What the task requires: Please print the section of the review of "Titus Andronicus" starting at "Usually, I don’t" and ending at "what has happened.", without any changes.

## START Given text

Wednesday October 18th 2017

“Titus Andronicus” review by Lawrence Riordan

titusAs far as Shakespeare goes, “Titus Andronicus” is somewhat disreputable. Whether or not it is the bard’s worst play (some critics have claimed it is so bad that he couldn’t have written a word of it), it is certainly the most bloody of the thirty-nine regularly attributed to him. It is said that when the Royal Shakespeare Company tried to revive the play’s reputation in 1955 with a cast that included Lawrence Olivier, the audience laughed at moments that were intended to be cruel or tragic. The same thing happened at Babes with Blade’s all-female production of the play opening night at City Lit Theatre. Perhaps the acts of cruelty in “Titus Andronicus” are still too gratuitous to be taken seriously even today. Perhaps the decision to make all the characters female (not just have them played by females) pushed willing suspension of disbelief too far (one of the sub-plots of the play is that Aaron the Moor has secretly “fathered” a love-child by Tamora, Queen of the Goths). Whatever the case, the director, cast, and even playwright, can hardly be held responsible for an inappropriate audience reaction, however unsettling, and despite some shortcomings beyond the problems mentioned above (which I’m not dismissing), there are plenty of reasons to see “Babes with Blade’s” production of this infamous play.

Usually, I don’t reveal the entire plot in a review, especially a play’s ending, but in the case of “Titus Andronicus “, it’s important that everyone know what they are getting into before they decide whether or not they really want to attend a performance. Titus (Amy E. Harmon) returns victorious to Rome with Tamora (Kimberly Logan), Queen of the Goth’s and her three daughters: Alarbus (Diana Cotes), Demetrius (Kanome Jones), and Chiron (Elaina Henderson) as captives. Titus kills the eldest, Alarbus, to “appease” her own daughter’s death in battle, framing the act in the language of pious sacrifice. In revenge, Tamora persuades her daughters Demetrius and Chiron to rape Titus’s daughter Lavinia (Janice Kulka) which they do before chopping off her hands and cutting out her tongue so that she cannot report what has happened.

## END Given text
## START Supplied entries

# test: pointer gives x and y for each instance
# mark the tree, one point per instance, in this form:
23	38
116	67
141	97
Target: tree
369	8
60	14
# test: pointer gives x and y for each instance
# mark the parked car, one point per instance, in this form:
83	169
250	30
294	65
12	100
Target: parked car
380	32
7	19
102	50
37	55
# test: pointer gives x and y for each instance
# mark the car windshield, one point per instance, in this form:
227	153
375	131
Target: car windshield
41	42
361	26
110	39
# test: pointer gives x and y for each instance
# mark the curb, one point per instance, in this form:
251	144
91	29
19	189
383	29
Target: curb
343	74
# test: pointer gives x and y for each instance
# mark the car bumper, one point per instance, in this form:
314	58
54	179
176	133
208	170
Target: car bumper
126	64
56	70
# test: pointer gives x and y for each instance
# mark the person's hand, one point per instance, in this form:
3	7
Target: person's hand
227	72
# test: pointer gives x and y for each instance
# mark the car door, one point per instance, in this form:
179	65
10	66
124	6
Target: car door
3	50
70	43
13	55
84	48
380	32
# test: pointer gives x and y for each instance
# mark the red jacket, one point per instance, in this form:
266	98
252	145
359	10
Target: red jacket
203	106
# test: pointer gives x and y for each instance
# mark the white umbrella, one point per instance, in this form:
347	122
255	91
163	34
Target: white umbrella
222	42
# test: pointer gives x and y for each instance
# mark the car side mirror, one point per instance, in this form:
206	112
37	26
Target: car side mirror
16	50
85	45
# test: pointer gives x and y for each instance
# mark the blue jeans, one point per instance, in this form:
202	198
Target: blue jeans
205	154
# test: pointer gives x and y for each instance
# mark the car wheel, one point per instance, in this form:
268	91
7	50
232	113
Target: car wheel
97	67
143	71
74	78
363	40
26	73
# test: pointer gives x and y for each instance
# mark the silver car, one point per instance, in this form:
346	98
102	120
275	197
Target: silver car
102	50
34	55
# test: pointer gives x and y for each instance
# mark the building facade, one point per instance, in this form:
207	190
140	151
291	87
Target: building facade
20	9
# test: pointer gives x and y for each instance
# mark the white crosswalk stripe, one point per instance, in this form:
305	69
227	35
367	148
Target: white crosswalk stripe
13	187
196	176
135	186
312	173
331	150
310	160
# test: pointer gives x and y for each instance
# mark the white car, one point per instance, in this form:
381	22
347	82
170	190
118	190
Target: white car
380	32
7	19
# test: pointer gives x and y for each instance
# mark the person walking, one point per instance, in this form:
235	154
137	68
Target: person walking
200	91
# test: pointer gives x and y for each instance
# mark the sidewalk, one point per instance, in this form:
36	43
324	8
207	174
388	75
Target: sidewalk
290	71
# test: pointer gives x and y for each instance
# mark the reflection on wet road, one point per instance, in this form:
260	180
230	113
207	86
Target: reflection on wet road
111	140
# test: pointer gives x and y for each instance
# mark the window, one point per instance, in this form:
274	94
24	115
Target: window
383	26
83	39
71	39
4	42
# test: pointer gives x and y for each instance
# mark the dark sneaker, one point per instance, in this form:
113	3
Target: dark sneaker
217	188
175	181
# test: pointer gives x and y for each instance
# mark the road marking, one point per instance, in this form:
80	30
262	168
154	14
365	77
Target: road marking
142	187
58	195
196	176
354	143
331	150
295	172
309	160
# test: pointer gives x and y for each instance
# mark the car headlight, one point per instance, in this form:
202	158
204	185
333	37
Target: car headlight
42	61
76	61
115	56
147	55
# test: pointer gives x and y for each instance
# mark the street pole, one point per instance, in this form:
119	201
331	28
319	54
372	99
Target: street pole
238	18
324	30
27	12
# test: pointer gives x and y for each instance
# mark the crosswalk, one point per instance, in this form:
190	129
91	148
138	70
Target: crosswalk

## END Supplied entries

Result of the task:
Usually, I don’t reveal the entire plot in a review, especially a play’s ending, but in the case of “Titus Andronicus “, it’s important that everyone know what they are getting into before they decide whether or not they really want to attend a performance. Titus (Amy E. Harmon) returns victorious to Rome with Tamora (Kimberly Logan), Queen of the Goth’s and her three daughters: Alarbus (Diana Cotes), Demetrius (Kanome Jones), and Chiron (Elaina Henderson) as captives. Titus kills the eldest, Alarbus, to “appease” her own daughter’s death in battle, framing the act in the language of pious sacrifice. In revenge, Tamora persuades her daughters Demetrius and Chiron to rape Titus’s daughter Lavinia (Janice Kulka) which they do before chopping off her hands and cutting out her tongue so that she cannot report what has happened.